Stored records:
_ _ _ _ _
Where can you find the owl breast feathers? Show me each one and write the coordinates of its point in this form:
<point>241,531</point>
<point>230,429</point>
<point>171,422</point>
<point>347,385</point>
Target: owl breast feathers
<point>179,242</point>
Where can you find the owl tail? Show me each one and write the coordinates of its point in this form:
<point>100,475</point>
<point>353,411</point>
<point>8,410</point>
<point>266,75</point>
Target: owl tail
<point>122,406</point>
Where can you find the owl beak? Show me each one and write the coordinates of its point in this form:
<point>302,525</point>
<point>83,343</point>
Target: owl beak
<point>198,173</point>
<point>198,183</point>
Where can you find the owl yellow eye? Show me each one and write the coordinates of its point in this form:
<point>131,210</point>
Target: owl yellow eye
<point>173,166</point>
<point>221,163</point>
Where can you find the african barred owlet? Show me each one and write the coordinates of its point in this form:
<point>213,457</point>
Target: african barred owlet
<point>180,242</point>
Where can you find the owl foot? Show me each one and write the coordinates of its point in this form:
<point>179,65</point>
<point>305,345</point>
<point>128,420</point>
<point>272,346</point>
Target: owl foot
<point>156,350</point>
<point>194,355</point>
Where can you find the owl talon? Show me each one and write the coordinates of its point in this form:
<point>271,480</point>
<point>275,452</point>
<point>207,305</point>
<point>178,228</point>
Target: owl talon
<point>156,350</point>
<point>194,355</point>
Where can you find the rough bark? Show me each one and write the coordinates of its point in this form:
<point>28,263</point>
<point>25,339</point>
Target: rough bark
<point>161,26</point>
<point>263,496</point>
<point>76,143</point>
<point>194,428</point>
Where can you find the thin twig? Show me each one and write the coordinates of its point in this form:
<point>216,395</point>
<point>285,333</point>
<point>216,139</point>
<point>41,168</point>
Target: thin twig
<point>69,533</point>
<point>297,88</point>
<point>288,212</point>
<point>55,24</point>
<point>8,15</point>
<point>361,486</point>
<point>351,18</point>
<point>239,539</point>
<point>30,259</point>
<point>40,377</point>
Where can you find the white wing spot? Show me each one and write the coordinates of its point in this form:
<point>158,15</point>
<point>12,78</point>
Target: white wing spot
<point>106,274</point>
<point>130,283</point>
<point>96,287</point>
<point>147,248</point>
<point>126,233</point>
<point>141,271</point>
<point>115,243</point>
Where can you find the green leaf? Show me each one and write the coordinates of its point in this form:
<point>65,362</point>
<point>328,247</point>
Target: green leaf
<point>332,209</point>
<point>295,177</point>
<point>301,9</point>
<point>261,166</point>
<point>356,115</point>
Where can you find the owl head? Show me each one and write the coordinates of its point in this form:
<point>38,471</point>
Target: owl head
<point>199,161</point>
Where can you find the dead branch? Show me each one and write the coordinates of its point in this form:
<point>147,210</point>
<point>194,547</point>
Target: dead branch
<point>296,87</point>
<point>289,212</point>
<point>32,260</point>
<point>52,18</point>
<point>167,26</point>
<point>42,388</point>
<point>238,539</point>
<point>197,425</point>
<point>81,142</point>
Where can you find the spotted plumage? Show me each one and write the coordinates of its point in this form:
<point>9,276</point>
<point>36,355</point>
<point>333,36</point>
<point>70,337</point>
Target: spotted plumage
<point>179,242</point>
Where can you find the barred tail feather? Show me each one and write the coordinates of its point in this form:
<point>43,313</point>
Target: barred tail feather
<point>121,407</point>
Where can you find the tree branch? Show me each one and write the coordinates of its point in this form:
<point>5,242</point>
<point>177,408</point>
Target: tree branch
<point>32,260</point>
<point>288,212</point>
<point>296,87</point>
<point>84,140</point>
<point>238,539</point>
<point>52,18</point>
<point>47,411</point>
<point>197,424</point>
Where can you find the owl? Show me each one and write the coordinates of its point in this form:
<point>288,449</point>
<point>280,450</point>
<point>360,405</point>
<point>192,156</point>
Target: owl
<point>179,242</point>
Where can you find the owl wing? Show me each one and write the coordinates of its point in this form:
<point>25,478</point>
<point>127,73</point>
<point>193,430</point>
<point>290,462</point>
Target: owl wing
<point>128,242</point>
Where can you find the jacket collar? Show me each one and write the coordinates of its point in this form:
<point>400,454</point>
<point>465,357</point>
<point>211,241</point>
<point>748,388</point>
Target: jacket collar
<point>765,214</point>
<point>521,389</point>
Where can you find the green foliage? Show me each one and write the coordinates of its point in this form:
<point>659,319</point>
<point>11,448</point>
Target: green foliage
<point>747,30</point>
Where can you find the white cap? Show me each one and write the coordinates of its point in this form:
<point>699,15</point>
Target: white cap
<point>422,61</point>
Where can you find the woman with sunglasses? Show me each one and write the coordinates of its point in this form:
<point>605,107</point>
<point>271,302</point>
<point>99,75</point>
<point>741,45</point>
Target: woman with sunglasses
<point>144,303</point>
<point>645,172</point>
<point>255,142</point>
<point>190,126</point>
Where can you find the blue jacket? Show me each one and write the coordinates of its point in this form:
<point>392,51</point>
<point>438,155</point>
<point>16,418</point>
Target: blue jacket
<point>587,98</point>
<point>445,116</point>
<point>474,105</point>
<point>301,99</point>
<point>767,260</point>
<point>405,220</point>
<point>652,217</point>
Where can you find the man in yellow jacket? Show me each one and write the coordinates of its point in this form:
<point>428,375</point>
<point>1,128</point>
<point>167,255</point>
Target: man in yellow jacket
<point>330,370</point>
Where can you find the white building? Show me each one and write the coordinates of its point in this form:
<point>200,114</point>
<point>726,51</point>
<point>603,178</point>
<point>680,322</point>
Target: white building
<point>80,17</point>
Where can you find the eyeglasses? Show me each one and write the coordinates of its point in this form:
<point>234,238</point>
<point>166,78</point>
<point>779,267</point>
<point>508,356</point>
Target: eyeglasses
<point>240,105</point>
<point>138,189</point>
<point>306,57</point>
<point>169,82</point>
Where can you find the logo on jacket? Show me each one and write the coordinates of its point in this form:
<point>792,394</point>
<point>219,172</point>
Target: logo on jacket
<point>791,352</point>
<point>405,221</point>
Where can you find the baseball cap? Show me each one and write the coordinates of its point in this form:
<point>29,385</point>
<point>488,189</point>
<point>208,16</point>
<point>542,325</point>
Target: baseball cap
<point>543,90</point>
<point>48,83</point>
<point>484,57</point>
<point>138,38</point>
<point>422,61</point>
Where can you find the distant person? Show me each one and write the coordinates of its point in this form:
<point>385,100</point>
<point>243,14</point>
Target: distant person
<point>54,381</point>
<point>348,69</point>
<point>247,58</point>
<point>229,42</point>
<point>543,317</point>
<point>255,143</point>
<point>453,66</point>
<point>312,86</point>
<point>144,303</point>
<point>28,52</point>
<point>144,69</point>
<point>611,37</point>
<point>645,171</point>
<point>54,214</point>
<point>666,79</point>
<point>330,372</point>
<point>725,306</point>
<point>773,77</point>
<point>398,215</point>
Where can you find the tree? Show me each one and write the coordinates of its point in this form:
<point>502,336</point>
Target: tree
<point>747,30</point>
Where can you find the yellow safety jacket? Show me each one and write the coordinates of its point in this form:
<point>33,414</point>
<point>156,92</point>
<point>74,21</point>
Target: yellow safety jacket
_ _ _ _ _
Rewrite everything from the start of the data down to the line containing "<point>122,406</point>", and add 12 to each coordinate value in the answer points. Keep all other lines and coordinates unchanged.

#### PROBLEM SOLUTION
Where can you find the owl breast feathers? Show me each one and write the coordinates of its point in this form:
<point>241,531</point>
<point>230,429</point>
<point>171,422</point>
<point>347,385</point>
Target: owl breast feathers
<point>191,254</point>
Where can you find the owl tail? Show me each one and write the coordinates of its point in this form:
<point>100,475</point>
<point>353,411</point>
<point>8,410</point>
<point>266,75</point>
Target: owl tail
<point>134,418</point>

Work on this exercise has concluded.